▸ Goal of the exercise:
In the news report on Capital One's overdraft fees, why did industrywide overdraft revenue plummet last year? Explain in one to three sentences.

(Bloomberg) -- Capital One Financial Corp. will eliminate overdraft and non-sufficient fund fees for consumer-banking customers starting next year, joining a growing number of U.S. banks to ditch the practice. 

Most customers will still be allowed to spend more than they have in their accounts, but that service won’t come with a fee, Chief Executive Officer Richard Fairbank said in a memo to staff on Wednesday. Customers will have to opt into the service and must show a pattern of steady deposits to access it. 

“We will look at customers’ behavior to make sure they don’t overdraft frequently,” Fairbank said in the memo. “We don’t want our customers becoming reliant on spending money that they don’t have.”

As the country’s sixth-largest retail bank, Capital One is the biggest yet to make such a move. It follows a similar announcement from Ally Financial Inc., while the U.S. arm of Banco Santander SA said last month it will stop charging fees on overdrafts of $100 or less. 

A typical overdraft fee is about $35. The charges are assessed if a customer spends more than they have in their checking account and the bank temporarily covers the difference -- a service that generated roughly $15 billion a year for U.S. banks before the pandemic. The practice has drawn ire from regulators and lawmakers alike. 

Frequent users of overdraft protection -- consumers who use the service one or more times in a month -- now account for more than half the profitability of mass-market checking accounts, according to the consultancy Oliver Wyman Inc. That means lower-income consumers often subsidize the free checking accounts used by their wealthier counterparts.

“If Capital One can do this, other banks can do this,” Lauren Saunders, associate director or the National Consumer Law Center, said in an interview. “I certainly hope that other banks will follow Capital One’s lead and get rid of these abusive fees.”

Industrywide overdraft revenue had been steadily rising for years before the pandemic. Last year, though, it plummeted as consumers curbed spending while they remained under lockdown orders and banks offered waivers on the fees to customers affected by Covid-19.

Capital One said the move is likely to cost $150 million a year in revenue. The firm collected $93 million in overdraft-related service charges last year, according to filings with regulators. That compares with the $1.46 billion at JPMorgan Chase & Co. and $1.11 billion at Bank of America Corp.

“Over the years we have taken our own path,” Fairbank said. “We have capped fees, waived fees and introduced grace periods for consumers to turn their balances positive before fees are assessed. Our fee levels are at the far low end of the industry. But we aren’t done yet. We are going to zero.”

▸ Dataset extract:
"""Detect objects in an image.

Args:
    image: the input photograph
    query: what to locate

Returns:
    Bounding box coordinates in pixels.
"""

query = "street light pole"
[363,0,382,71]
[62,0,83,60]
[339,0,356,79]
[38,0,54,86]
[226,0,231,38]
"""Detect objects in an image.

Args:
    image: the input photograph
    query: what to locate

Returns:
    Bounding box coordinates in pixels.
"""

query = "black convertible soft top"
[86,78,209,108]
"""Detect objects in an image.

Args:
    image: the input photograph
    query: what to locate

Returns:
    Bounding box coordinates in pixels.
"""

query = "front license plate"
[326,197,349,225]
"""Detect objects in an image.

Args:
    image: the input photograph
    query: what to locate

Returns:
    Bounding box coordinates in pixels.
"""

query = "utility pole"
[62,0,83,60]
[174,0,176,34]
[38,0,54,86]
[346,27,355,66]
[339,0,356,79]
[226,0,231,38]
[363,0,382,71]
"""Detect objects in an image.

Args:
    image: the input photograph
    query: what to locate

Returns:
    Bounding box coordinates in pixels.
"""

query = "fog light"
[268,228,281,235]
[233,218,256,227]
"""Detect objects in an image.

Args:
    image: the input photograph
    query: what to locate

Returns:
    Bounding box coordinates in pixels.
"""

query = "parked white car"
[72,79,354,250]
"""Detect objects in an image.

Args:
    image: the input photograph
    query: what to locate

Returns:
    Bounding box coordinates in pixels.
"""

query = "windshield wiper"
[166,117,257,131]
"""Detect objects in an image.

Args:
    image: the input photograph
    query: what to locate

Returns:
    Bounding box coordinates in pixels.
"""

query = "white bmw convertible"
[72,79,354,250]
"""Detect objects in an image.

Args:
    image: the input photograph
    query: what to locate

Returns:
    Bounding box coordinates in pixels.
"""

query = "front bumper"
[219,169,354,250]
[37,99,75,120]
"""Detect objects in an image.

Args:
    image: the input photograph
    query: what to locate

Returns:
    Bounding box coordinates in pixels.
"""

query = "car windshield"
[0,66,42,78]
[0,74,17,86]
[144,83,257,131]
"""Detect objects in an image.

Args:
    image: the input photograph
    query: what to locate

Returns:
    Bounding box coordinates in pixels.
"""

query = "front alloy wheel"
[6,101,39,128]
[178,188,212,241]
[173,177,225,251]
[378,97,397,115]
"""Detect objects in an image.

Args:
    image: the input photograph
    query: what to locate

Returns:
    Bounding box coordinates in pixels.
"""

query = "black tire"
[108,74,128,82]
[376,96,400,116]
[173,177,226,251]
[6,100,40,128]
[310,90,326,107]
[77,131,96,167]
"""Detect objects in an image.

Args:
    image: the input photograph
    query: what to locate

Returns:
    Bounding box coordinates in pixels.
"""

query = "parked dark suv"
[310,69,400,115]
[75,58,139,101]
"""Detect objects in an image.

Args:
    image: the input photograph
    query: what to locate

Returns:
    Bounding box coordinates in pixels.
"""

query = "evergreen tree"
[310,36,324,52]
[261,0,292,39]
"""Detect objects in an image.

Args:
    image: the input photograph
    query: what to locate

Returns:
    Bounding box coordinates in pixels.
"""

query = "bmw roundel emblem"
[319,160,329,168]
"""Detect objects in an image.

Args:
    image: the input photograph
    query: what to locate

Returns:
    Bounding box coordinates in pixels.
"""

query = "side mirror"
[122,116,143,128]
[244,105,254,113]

▸ Answer to the problem:
Overdraft revenue fell because consumers cut back their spending while under lockdown orders. Banks also offered fee waivers to customers affected by Covid-19.